Reproduce word for word everything from the line containing "of the memorial" down to the end of the material below, both ends included.

Location identification items:
══════════

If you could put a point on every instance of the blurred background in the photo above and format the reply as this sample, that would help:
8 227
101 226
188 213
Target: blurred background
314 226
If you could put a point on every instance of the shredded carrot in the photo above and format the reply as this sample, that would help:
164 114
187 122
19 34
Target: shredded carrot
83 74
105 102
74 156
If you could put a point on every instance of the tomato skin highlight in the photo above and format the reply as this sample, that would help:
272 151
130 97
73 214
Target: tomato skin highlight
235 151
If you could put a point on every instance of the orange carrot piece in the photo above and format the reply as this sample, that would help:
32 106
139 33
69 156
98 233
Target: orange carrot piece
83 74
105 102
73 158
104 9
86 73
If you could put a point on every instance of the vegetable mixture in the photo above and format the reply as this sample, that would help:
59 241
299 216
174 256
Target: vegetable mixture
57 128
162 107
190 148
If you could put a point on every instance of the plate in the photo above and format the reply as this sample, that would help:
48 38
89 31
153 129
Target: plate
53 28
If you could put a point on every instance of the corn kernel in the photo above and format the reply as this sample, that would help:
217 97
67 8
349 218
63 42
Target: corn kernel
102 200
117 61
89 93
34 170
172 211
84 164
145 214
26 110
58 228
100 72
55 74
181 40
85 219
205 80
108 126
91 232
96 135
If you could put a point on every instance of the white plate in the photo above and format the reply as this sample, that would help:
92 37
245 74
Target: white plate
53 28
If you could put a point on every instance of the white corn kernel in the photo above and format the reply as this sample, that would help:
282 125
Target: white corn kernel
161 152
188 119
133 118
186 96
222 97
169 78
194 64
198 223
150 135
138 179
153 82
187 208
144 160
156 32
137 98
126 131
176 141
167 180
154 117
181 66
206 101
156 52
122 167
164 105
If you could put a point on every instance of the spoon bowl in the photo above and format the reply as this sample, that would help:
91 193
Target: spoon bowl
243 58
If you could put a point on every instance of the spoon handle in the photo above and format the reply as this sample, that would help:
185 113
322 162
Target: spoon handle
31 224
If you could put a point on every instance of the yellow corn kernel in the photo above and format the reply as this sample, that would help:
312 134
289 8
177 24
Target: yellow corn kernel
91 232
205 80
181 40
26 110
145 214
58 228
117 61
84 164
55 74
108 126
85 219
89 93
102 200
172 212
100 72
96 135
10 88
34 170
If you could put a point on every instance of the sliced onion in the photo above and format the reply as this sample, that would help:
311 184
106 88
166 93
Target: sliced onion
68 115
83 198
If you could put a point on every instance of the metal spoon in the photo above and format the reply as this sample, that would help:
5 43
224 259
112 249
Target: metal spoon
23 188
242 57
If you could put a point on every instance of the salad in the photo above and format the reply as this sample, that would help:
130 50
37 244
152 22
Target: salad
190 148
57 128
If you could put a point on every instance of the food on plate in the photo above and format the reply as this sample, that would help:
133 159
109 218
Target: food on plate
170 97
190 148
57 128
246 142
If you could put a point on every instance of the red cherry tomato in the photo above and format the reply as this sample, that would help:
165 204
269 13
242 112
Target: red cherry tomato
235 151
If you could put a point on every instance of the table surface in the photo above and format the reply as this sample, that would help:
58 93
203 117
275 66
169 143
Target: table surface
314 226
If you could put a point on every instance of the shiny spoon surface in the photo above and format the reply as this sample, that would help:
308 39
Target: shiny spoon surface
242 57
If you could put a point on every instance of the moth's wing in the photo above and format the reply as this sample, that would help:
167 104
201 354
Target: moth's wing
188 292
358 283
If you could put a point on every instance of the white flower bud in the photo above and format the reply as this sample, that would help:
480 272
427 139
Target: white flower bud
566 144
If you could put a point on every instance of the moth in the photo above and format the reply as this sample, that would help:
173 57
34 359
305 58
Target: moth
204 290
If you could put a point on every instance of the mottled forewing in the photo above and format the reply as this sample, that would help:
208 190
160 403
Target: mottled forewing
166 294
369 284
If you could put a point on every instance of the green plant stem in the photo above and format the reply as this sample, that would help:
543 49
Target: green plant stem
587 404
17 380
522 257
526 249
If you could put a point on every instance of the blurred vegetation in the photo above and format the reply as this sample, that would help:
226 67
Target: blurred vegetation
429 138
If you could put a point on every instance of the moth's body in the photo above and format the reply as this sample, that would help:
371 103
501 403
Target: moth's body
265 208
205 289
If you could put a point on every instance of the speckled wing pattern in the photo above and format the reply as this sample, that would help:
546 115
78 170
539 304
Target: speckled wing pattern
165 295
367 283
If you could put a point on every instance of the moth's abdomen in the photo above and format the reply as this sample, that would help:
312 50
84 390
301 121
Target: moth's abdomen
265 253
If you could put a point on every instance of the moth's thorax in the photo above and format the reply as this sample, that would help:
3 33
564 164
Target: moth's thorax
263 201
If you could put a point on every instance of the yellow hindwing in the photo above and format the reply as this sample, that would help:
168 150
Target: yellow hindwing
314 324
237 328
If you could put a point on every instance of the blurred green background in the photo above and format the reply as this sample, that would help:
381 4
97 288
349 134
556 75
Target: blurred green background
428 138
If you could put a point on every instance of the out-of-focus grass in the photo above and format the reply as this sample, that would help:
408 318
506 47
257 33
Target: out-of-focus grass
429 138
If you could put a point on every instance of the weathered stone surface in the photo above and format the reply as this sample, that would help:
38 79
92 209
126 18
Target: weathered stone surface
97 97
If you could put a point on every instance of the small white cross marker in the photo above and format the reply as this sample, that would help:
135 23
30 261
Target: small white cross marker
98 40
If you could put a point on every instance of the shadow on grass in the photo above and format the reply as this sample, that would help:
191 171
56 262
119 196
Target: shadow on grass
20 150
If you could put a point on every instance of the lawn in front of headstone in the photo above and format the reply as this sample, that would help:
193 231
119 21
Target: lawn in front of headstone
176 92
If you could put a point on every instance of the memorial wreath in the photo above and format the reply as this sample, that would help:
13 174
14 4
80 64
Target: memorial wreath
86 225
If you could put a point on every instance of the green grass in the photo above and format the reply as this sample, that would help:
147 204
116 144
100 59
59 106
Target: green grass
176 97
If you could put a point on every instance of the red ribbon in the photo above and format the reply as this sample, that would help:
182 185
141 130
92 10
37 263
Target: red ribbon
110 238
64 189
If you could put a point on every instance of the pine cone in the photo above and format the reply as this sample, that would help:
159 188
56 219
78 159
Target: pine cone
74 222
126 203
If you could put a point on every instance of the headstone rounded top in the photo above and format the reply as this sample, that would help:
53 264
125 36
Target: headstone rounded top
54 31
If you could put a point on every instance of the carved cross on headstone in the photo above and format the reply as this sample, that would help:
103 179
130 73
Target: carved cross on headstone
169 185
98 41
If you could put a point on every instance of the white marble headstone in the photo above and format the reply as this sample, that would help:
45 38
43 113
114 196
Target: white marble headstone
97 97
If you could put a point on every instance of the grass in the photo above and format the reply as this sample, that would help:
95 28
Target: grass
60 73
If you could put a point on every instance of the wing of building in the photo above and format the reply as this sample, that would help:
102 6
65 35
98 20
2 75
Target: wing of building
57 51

══════════

Reply:
If you could put a point on every instance of the memorial wreath in the photo above and format the reply as this sample, that would help:
13 174
14 4
80 64
Target: memorial wreath
86 225
If you could put a point on every instance of the green grass in the photo above and format the reply as this sample, that would help:
147 204
116 144
100 59
59 106
Target: green grass
176 97
If you could put a point on every instance of the red ribbon in the photo above and format the reply as this sample, that would help:
182 185
141 130
92 10
37 263
Target: red ribbon
110 238
64 189
If you could put a point on every instance of the pine cone in the photo above and format the reply as this sample, that would help:
159 188
56 219
78 159
Target: pine cone
74 222
126 203
If you could put a point on every instance of the headstone rounded top in the photo above and format the reply as this sample, that would help:
53 264
125 36
Target: headstone rounded top
54 31
If you could put a point on every instance of the carved cross on headstone in the photo above and format the reply as this sample, that would help:
103 179
130 73
Target: carved cross on headstone
169 185
98 41
If you could put a point on every instance of the white marble headstone in the photo above and format the reply as this sample, that would help:
45 38
43 113
114 196
Target: white marble headstone
97 97
If you could put a point on every instance of the grass in the photo above and format the reply as this sample, that would help:
95 28
Target: grass
60 73
If you could put a point on every instance of the wing of building in the photo above and format the reply as this sample, that would help:
102 6
65 35
98 20
2 75
Target: wing of building
57 51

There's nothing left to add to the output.